◆ **PERMINTAAN TERTULIS A**:
Tuliskan semua perusahaan yang disebut dalam dokumen sumber, lengkap dengan singkatannya.
◆ **PERMINTAAN TERTULIS B**:
Terjemahkan kalimat dari dokumen sumber ini ke dalam bahasa Inggris: "Kejagung meyakini adanya unsur pidana dalam pelaksanaan kontrak pembangunan kompleks di Kawasan Hotel Indonesia yang dibuat antara Hotel Indonesia Natour (HIN), dengan PT Cipta Karya Bumi Indah (CKBI) dan PT Grand Indonesia."

◆ **DOKUMEN SUMBER**:
---+---

KPK Harus Segera Supervisi Perkara Dugaan Korupsi Pengembangan Lahan di Kawasan Hotel Indonesia

KPK HARUS SUPERVISI PERKARA DUGAAN KORUPSI PENGEMBANGAN LAHAN

DI KAWASAN HOTEL INDONESIA

- Kejaksaan jangan “main-main” dalam penanganan perkara korupsi kelas kakap -

Kejaksaan Agung (Kejagung) pada 23 Februri 2016 lalu meningkatkan status dari penyelidikan ke penyidikan dalam penanganan perkara dugaan korupsi pengembangan lahan di Kawasan Hotel Indonesia. Kejagung meyakini adanya unsur pidana dalam pelaksanaan kontrak pembangunan kompleks di Kawasan Hotel Indonesia yang dibuat antara Hotel Indonesia Natour (HIN), dengan PT Cipta Karya Bumi Indah (CKBI) dan PT Grand Indonesia.

Proses penyelidikan kemudian penyidikan yang dilakukan oleh Kejagung merupakan tindak lanjut atas temuan Badan Pemeriksa Keuangan (BPK). Hasil audit  PDTT BPK pada tahun 2015 lalu menyatakan ada potensi kerugian negara sebesar Rp 1,296 triliun yang dialami oleh BUMN PT Hotel Indonesia Natour (HIN), menyusul kerja sama yang dijalin dengan CKBI dan PT Grand Indonesia (GI).

---+---

◆ **INFORMASI YANG DIBERIKAN**:
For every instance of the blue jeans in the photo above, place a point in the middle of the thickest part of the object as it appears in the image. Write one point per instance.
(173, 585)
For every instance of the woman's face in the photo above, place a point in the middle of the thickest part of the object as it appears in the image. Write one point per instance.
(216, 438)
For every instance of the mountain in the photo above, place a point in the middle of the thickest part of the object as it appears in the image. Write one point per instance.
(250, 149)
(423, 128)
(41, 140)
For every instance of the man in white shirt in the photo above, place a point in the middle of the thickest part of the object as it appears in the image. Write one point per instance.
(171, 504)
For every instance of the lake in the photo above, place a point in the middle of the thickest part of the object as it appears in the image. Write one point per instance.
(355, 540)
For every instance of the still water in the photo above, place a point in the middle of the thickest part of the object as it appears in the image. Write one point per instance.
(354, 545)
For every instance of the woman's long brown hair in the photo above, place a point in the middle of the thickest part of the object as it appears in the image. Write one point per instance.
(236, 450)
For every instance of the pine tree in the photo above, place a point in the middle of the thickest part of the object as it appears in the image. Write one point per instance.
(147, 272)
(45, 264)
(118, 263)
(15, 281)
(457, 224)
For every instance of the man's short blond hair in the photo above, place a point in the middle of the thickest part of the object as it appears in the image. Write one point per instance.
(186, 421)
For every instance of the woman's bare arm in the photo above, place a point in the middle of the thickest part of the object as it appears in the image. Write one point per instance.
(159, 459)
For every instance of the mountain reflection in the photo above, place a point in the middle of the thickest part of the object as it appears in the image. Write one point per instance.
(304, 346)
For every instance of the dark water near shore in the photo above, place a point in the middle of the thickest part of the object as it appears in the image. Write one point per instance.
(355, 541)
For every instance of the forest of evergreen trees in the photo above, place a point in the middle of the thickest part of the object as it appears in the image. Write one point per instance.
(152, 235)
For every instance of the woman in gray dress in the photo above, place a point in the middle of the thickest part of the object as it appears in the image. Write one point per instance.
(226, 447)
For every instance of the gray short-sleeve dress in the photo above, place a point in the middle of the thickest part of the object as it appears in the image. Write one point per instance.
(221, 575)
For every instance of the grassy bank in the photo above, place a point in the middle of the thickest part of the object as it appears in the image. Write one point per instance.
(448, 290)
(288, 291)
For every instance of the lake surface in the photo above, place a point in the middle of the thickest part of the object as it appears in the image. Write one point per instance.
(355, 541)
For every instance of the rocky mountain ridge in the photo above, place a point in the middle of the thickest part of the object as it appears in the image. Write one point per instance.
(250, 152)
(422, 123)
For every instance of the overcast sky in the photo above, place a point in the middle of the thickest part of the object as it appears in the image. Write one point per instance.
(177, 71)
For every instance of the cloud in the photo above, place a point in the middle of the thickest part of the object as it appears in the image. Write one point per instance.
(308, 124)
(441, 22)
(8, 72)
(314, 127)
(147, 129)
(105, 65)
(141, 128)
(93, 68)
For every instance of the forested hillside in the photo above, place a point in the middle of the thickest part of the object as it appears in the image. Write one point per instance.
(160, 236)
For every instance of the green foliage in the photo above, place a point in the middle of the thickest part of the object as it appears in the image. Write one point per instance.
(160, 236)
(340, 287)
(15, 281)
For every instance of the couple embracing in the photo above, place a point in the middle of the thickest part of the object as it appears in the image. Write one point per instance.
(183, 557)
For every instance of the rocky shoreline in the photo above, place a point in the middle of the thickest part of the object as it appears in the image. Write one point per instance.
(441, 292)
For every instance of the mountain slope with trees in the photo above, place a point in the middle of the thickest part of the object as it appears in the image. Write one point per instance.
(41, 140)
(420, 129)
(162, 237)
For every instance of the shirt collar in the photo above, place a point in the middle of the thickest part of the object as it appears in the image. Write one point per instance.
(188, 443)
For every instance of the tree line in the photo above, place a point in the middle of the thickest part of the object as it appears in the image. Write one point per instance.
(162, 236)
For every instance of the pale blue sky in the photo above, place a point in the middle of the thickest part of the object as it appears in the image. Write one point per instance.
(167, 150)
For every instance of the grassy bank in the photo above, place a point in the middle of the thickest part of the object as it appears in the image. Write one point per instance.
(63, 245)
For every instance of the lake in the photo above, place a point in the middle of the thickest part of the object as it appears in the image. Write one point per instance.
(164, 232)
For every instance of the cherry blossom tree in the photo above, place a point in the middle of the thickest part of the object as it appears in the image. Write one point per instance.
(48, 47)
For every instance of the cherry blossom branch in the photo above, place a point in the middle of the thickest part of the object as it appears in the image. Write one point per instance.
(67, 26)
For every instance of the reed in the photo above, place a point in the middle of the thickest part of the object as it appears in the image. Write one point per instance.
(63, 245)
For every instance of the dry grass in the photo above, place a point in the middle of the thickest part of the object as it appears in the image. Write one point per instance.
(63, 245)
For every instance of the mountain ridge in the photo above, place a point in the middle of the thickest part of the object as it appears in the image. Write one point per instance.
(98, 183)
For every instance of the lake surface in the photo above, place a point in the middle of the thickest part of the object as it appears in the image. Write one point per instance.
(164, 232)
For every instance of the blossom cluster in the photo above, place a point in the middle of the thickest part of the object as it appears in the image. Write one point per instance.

---+---

◆ **HASIL LATIHAN A**:
- PT Hotel Indonesia Natour (HIN)
- PT Cipta Karya Bumi Indah (CKBI)
- PT Grand Indonesia (GI)

◆ **HASIL LATIHAN B**:
The Attorney General's Office (Kejagung) believes there was a criminal element in carrying out the contract to build the complex in the Hotel Indonesia Area, which was made between Hotel Indonesia Natour (HIN), PT Cipta Karya Bumi Indah (CKBI) and PT Grand Indonesia.